■ Input data
____

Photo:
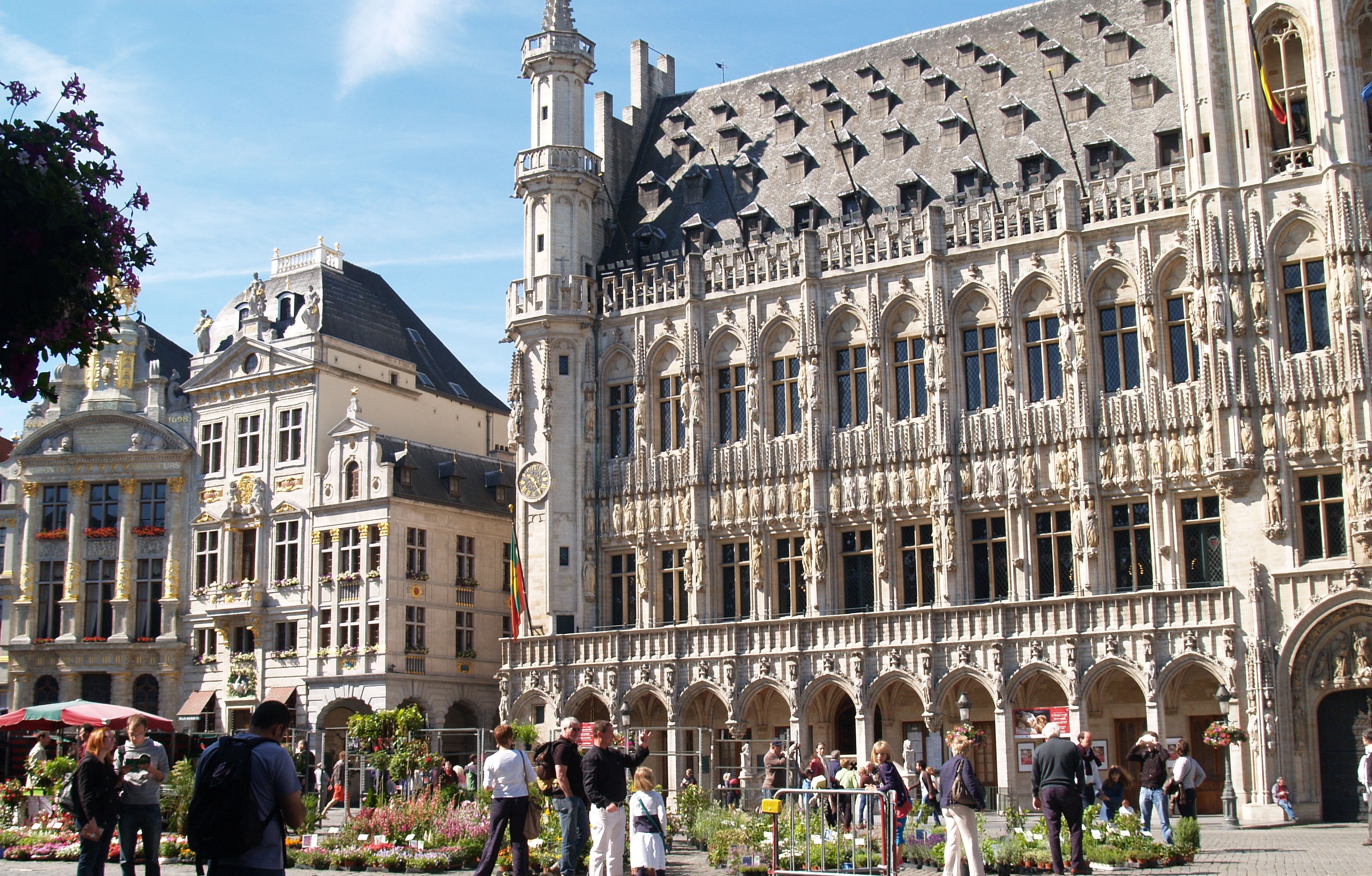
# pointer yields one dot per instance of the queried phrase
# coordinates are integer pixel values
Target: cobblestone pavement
(1298, 850)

____

■ Assigned task
When you copy the data above, keep each line exact and omit the pictures.

■ Output of the task
Photo:
# pointer yields one dot per instance of the queried phrase
# coordinates are integer pixel values
Target: cobblestone pavement
(1298, 850)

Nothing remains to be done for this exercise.